• **AUFGABE 1**: Gib die Datensätze von der Zeile mit „Pass the picture above and point out the boulder, giving“ bis zum Ende der Datensätze erneut aus und ersetze dabei „boulder“ durch „rock“. Alles andere bleibt unverändert.

Die Beschwerdeführer E***** und Mario M***** bringen ihre Rechtsrügen nicht dem Gesetz gemäß zur Darstellung. In ihrem Vorbringen, die ihnen zur Last gelegten Tathandlungen hätten "kein besonderes Gewicht" (E*****) bzw seien nur als "Unfug bestimmter Art" aufzufassen (Mario M*****), sodass sie nur dem Art IX Abs 1 Z 4 EGVG zu unterstellen wären, übergehen die im Wahrspruch enthaltene (eine rechtliche Beurteilung der Tathandlungen als bloßen Unfug ausschließende) Feststellung, dass sämtliche Tathandlungen von ihrem (zumindest) bedingten Vorsatz getragen waren, sich auf eine andere als die in den §§ 3a bis 3f VG bezeichnete Weise im nationalsozialistischen Sinn zu betätigen.
Die Nichtigkeitsbeschwerden waren demnach zu verwerfen.
Zu den Berufungen:
Neben den Nichtigkeitswerbern erhob auch Karl K***** Berufung wegen des Strafausspruchs; er führte auch Beschwerde gegen einen gemäß § 494a Abs 1 Z 4 StPO gefassten Beschluss des Geschworenengerichtes, mit welchem die (verlängert) bedingte Strafnachsicht einer über ihn wegen §§ 83 Abs 1, 107 Abs 1 StGB zu AZ 30 E Vr 589/95 des Landesgerichtes Linz verhängten zweimonatigen Freiheitsstrafe widerrufen worden war. Im vorliegenden Fall ist er der Verbrechen nach § 3 VG (I. 1., 2., 3., 4. lit a, 5. lit a aa 6), der versuchten absichtlichen schweren Körperverletzung nach §§ 15 Abs 1, 87 Abs 1 StGB (II, 1., 3., 4., 5. und 7.) sowie der absichtlich schweren Körperverletzung nach § 87 Abs 1 StGB (II. 6.) verurteilt worden, wobei um Wiederholungen zu vermeiden auf die zitierten Fakten des Geschworenenurteils zu verweisen ist.

(Gespeicherte Dateneinträge)

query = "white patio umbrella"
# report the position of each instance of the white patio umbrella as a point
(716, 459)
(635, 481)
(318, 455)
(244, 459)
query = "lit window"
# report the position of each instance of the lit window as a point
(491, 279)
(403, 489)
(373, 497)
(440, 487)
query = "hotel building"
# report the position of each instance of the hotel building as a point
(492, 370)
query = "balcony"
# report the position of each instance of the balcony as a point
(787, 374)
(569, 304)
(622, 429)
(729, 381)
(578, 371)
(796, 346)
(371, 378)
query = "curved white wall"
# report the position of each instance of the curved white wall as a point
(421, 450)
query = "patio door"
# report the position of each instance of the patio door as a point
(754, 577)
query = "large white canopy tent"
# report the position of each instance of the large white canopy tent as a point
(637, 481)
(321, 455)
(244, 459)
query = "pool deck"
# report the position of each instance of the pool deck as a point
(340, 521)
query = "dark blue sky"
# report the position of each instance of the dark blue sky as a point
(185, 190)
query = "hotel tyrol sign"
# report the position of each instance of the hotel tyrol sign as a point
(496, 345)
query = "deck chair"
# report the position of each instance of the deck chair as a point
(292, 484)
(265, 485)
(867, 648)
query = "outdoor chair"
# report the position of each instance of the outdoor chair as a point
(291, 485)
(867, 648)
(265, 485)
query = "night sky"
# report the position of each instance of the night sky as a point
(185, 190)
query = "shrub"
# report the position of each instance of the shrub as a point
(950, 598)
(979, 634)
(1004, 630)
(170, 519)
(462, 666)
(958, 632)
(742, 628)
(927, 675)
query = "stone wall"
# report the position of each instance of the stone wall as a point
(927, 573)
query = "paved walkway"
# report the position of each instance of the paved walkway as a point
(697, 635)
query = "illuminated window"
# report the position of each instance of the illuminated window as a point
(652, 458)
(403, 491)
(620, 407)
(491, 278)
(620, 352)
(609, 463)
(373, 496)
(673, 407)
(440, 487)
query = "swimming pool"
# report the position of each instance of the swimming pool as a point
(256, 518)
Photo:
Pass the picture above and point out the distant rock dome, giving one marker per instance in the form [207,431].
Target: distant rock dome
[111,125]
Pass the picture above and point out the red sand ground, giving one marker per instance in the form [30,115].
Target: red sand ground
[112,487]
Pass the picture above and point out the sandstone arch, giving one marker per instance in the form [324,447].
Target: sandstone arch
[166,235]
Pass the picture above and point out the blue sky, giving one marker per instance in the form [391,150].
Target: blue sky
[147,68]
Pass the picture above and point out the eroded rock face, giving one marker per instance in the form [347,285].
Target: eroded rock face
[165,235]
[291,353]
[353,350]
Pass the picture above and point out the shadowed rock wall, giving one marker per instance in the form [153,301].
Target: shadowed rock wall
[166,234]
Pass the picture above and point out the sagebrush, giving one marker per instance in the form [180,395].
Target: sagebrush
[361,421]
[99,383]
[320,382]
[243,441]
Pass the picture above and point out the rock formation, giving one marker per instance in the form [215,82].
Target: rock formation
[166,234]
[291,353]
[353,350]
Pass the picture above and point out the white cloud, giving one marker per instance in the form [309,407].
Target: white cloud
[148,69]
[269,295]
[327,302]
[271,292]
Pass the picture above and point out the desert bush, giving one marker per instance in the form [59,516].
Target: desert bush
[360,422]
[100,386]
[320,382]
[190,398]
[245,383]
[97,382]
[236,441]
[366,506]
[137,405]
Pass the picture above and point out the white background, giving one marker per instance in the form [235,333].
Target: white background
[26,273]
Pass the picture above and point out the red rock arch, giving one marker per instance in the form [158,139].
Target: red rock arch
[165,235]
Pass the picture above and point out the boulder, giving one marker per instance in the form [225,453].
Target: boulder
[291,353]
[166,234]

• **AUFGABE 2**: Zitiere aus dem Auszug wörtlich die Stelle von „Die Beschwerdeführer E*****“ bis „Sinn zu betätigen.“.

• **ERGEBNIS 1**:
Pass the picture above and point out the rock, giving one marker per instance in the form [225,453].
Target: rock
[291,353]
[166,234]

• **ERGEBNIS 2**:
Die Beschwerdeführer E***** und Mario M***** bringen ihre Rechtsrügen nicht dem Gesetz gemäß zur Darstellung. In ihrem Vorbringen, die ihnen zur Last gelegten Tathandlungen hätten "kein besonderes Gewicht" (E*****) bzw seien nur als "Unfug bestimmter Art" aufzufassen (Mario M*****), sodass sie nur dem Art IX Abs 1 Z 4 EGVG zu unterstellen wären, übergehen die im Wahrspruch enthaltene (eine rechtliche Beurteilung der Tathandlungen als bloßen Unfug ausschließende) Feststellung, dass sämtliche Tathandlungen von ihrem (zumindest) bedingten Vorsatz getragen waren, sich auf eine andere als die in den §§ 3a bis 3f VG bezeichnete Weise im nationalsozialistischen Sinn zu betätigen.